-- START EXERCISE DATA --

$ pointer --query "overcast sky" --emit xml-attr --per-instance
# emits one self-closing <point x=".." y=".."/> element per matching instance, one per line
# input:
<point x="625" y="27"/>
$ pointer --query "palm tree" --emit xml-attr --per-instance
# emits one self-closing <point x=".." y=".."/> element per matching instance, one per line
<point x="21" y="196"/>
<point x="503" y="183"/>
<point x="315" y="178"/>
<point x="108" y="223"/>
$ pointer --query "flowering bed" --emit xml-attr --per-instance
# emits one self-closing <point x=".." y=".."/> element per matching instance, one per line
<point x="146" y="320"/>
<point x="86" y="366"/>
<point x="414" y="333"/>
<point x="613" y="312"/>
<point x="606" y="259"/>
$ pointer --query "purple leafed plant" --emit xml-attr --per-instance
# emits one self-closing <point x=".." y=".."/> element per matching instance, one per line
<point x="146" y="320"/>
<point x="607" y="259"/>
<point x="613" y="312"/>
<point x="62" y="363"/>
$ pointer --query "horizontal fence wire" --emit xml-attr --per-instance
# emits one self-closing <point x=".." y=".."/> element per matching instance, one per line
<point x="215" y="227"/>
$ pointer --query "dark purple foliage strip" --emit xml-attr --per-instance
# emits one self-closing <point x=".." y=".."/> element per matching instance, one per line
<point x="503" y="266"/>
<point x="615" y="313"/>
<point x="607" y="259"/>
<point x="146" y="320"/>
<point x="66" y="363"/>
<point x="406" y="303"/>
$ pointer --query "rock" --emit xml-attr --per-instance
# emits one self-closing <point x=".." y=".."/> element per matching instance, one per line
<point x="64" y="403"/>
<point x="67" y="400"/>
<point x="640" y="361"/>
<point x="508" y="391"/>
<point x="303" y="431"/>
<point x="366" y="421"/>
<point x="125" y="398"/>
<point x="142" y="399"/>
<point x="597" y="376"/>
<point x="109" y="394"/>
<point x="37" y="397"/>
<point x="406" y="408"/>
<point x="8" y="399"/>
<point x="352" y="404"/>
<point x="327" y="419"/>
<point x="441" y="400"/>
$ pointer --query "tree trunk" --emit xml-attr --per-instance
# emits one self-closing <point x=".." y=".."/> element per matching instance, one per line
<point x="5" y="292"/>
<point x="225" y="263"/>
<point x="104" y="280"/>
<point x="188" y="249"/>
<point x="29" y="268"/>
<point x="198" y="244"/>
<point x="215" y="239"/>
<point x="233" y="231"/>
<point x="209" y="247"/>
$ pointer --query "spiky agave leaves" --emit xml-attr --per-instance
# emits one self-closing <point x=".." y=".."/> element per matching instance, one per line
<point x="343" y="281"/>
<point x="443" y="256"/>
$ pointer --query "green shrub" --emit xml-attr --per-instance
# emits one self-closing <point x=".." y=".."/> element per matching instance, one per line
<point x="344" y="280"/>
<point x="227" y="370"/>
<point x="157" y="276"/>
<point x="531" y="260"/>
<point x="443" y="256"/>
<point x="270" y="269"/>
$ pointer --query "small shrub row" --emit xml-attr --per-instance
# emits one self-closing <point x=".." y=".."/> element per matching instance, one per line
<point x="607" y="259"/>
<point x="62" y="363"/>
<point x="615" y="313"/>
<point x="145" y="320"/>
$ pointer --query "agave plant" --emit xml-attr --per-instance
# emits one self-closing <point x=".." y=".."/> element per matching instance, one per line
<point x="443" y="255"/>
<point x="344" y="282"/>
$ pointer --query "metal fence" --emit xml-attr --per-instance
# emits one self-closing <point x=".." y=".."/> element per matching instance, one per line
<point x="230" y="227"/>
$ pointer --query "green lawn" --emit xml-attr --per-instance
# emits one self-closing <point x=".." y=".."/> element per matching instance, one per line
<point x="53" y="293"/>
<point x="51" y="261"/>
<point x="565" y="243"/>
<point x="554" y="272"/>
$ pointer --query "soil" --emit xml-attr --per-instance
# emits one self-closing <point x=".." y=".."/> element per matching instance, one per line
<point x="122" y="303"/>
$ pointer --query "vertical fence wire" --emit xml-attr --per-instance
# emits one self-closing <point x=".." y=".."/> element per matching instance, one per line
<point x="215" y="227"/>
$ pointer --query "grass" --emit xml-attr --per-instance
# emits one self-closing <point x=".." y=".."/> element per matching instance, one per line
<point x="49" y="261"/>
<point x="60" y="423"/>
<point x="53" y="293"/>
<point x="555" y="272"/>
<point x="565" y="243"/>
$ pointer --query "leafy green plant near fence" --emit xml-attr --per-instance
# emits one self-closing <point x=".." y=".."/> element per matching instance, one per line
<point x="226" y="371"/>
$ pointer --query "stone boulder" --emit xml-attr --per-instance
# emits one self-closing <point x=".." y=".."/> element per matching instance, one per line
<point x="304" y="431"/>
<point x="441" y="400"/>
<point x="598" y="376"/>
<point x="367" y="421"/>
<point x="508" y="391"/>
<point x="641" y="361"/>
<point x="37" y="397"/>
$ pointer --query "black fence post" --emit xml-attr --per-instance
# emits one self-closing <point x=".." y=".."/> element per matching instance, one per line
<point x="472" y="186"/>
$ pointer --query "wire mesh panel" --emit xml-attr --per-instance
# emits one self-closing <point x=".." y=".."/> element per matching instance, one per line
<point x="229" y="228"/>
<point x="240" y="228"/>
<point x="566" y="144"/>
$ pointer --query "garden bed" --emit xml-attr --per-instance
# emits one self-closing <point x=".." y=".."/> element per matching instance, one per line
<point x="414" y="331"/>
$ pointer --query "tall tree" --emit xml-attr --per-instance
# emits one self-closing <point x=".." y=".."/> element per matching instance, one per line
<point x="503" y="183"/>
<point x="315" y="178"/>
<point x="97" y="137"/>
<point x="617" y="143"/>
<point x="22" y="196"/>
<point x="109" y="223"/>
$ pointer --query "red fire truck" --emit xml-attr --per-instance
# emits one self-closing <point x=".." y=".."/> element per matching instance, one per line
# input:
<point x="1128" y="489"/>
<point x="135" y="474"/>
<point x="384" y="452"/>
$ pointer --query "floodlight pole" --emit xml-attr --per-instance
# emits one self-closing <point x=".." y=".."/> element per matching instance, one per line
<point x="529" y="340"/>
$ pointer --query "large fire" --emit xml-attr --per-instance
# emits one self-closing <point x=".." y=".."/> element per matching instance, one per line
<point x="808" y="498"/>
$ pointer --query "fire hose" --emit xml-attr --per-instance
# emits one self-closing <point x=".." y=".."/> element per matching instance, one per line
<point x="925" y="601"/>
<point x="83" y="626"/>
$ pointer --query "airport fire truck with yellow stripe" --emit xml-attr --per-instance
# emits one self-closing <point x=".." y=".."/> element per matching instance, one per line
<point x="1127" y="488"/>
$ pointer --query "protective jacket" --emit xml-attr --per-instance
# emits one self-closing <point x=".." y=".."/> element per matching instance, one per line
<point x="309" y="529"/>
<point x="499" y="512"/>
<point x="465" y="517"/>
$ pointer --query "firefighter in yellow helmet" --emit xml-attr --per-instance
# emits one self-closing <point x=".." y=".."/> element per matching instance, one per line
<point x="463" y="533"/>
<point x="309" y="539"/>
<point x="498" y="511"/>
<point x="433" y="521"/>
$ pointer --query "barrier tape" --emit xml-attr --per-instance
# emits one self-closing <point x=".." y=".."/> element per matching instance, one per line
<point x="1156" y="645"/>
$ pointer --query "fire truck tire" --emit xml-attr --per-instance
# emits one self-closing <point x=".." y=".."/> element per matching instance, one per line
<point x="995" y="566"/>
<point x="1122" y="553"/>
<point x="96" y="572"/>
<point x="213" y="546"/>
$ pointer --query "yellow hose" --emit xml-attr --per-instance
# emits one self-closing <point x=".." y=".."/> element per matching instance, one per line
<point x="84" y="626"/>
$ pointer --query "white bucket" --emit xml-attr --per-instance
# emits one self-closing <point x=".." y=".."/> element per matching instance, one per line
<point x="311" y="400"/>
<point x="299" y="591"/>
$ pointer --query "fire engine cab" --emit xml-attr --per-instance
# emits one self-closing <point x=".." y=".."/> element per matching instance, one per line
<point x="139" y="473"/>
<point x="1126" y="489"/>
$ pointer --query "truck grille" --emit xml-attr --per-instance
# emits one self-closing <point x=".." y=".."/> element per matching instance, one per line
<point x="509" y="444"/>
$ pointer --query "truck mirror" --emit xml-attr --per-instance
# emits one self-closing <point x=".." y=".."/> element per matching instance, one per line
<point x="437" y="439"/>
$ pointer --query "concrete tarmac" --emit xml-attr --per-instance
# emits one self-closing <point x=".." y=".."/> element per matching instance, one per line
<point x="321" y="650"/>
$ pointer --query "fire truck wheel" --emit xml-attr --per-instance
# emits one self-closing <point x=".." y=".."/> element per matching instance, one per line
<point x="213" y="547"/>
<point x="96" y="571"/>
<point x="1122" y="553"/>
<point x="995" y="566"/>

-- END EXERCISE DATA --

WHAT YOU SHOULD DO:
Find every line in the listing above that contains the word "yellow", and copy each one.

EXERCISE RESPONSE:
$ pointer --query "airport fire truck with yellow stripe" --emit xml-attr --per-instance
$ pointer --query "firefighter in yellow helmet" --emit xml-attr --per-instance
$ pointer --query "yellow hose" --emit xml-attr --per-instance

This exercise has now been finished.